→ **WORK REQUIRED**: Below are the records; restate all of them exactly.

→ **DATA FOR REVIEW**:
= = = =

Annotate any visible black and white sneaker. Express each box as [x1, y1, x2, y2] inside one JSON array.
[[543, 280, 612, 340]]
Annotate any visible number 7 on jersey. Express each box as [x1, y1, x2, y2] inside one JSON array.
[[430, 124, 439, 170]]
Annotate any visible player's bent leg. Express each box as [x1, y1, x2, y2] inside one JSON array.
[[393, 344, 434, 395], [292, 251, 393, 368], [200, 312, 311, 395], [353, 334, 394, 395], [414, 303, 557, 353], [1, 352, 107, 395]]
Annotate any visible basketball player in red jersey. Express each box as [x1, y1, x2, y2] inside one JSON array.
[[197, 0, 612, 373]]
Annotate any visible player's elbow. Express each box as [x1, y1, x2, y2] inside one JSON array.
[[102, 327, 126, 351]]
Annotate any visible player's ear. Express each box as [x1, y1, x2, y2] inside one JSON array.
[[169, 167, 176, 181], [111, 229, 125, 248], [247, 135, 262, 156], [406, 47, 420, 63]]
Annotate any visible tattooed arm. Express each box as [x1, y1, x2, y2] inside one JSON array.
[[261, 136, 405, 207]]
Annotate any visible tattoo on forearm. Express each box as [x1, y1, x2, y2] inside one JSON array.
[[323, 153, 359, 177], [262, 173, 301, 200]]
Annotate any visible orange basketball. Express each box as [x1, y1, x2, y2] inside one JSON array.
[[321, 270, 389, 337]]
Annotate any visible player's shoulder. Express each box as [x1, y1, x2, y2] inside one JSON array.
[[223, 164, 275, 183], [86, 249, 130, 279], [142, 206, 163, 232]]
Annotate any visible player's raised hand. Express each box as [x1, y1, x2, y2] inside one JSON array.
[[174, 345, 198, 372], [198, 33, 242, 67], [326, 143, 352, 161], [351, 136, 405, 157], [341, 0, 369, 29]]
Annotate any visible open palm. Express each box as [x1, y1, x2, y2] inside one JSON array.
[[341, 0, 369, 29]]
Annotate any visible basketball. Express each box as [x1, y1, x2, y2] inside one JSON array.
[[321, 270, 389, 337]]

= = = =

→ **WORKED SOLUTION**:
Annotate any visible black and white sneaker. Express each box as [x1, y1, x2, y2] inside one JSON array.
[[543, 280, 612, 340]]
Annotate any visible number 7 on jersey. Express each box as [x1, y1, x2, y2] inside one JSON array.
[[430, 124, 439, 170]]
Annotate any visible player's bent leg. Express each box as [x1, y1, x2, y2] inside one JSON array.
[[393, 344, 434, 395], [292, 251, 393, 368], [200, 312, 311, 395], [353, 334, 394, 395], [414, 303, 557, 353], [1, 352, 107, 395]]
Annotate any visible basketball player in red jersey. Express each box as [x1, y1, x2, y2] inside one JSON array.
[[197, 0, 612, 373]]
Annotate any visible player's elbow. Express each box as [x1, y1, x2, y2] inside one JSON array.
[[102, 327, 126, 351]]
Annotate any visible player's ear. Express each box as [x1, y1, x2, y2] inside one JSON array.
[[169, 167, 176, 181], [111, 229, 125, 248], [247, 135, 262, 156], [406, 47, 420, 63]]
Annotate any visible tattooed arm. Express each box as [x1, y1, x2, y2] inside one JSON array.
[[261, 136, 405, 207]]
Annotate any visible tattoo on forearm. Express each box as [x1, y1, x2, y2] inside one JSON array.
[[323, 153, 359, 177], [262, 173, 301, 200]]
Annotate any visible orange basketball. Express each box as [x1, y1, x2, y2] inside one JSON array.
[[321, 270, 389, 337]]
Annotate any visible player's shoulder. Express each box as [x1, y1, x2, y2] inside one JSON array.
[[223, 164, 275, 183], [86, 249, 130, 279], [142, 206, 163, 232]]
Annotate any visible player's raised hand. Express each box as [x1, y1, x2, y2] inside one JSON array.
[[174, 345, 198, 372], [198, 33, 242, 67], [326, 143, 352, 161], [351, 136, 405, 157], [341, 0, 369, 29]]
Annotate any visible open palm. Express each box as [x1, y1, x2, y2] inside one JSON array.
[[341, 0, 369, 29]]
Annotate any visible basketball. Express each box as [x1, y1, x2, y2] inside one JSON array.
[[321, 270, 389, 337]]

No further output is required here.